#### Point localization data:
• • •

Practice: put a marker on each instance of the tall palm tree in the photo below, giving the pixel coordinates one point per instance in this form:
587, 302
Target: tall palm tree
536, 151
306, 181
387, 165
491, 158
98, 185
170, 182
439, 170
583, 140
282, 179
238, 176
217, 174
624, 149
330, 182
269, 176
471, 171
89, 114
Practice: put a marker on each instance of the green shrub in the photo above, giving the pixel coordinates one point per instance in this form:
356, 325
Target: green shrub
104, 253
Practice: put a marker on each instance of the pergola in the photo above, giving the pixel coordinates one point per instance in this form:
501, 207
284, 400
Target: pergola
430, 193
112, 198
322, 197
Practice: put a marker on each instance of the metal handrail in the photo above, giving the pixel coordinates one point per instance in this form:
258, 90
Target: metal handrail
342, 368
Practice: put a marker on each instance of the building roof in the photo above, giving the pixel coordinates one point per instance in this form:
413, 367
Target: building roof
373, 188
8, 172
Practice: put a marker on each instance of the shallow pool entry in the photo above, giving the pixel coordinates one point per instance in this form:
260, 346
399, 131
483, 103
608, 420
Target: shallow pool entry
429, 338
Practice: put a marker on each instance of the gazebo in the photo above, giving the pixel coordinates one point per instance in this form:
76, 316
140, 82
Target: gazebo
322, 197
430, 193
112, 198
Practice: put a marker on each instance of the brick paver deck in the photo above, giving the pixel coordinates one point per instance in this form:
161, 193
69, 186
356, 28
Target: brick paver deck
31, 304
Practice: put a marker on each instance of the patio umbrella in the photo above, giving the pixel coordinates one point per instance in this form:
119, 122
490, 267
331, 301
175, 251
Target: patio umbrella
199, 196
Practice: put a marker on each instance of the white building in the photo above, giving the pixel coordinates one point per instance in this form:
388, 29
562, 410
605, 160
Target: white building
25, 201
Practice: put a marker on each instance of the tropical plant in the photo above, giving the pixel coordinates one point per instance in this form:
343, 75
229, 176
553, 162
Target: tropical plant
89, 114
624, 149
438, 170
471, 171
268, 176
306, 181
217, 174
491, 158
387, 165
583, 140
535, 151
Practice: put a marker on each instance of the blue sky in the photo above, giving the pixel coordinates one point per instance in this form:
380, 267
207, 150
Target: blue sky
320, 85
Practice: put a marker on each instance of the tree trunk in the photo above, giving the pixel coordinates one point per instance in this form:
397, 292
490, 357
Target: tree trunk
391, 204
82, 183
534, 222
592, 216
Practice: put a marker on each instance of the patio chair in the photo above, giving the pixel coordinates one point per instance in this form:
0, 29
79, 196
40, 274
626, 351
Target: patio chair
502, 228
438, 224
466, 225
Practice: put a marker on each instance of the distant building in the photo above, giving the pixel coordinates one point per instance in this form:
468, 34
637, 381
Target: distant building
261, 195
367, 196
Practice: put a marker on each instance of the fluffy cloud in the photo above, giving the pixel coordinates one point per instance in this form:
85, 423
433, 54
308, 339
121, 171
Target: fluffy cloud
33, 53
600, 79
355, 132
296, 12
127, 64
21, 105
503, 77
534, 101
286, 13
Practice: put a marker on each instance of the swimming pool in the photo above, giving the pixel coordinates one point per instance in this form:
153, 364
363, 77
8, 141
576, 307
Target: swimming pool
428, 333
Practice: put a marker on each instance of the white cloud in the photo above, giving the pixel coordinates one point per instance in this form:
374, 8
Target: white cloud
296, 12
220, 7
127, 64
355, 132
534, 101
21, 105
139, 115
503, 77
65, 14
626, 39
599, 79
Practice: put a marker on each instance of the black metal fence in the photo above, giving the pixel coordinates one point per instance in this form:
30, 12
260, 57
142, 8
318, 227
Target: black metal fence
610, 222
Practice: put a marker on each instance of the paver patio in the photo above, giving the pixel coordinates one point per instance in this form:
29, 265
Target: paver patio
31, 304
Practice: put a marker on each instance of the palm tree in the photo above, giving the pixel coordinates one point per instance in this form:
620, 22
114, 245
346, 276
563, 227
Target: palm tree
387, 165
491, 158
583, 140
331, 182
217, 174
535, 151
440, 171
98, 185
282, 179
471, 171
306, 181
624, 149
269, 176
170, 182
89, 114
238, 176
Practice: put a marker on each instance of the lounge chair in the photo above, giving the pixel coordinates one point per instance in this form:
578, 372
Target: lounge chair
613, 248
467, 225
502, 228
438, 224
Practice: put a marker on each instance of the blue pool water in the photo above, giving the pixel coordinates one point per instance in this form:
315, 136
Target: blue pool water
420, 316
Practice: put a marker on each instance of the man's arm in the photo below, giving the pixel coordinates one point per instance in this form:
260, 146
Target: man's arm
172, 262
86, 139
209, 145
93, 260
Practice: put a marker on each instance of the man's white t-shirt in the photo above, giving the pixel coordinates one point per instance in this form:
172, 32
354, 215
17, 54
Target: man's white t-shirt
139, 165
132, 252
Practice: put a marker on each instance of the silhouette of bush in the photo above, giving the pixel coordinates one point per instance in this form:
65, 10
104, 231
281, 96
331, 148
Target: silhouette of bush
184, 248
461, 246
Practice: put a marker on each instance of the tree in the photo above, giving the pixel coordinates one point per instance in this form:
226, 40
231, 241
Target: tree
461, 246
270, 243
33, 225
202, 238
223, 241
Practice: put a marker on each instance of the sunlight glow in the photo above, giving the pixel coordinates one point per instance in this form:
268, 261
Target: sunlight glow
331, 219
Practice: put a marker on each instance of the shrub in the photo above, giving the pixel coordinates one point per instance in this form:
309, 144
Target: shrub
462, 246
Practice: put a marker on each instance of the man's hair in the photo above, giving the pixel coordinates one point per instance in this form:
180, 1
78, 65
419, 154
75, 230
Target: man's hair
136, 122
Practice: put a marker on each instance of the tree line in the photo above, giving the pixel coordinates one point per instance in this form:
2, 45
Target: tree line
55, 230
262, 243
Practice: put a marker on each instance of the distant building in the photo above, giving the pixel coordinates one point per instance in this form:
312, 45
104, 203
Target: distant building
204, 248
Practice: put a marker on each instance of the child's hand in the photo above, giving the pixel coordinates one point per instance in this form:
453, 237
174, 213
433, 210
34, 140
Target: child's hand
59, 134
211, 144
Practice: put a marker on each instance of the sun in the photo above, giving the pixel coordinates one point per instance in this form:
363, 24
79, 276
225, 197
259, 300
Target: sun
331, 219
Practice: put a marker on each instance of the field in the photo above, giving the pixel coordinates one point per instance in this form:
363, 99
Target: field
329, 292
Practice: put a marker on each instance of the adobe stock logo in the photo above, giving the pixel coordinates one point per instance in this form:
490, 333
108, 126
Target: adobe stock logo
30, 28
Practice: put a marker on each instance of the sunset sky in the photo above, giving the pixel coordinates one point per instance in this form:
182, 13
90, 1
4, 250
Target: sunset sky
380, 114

• • •

#### DESCRIPTION OF THE TASK:
Where does the string "below" appear in the records above? Return every line that holds it.

#### EXPECTED ANSWER:
Practice: put a marker on each instance of the tall palm tree in the photo below, giving the pixel coordinates one point per instance in this form:
Practice: put a marker on each instance of the man's arm in the photo below, giving the pixel coordinates one point per instance in this form:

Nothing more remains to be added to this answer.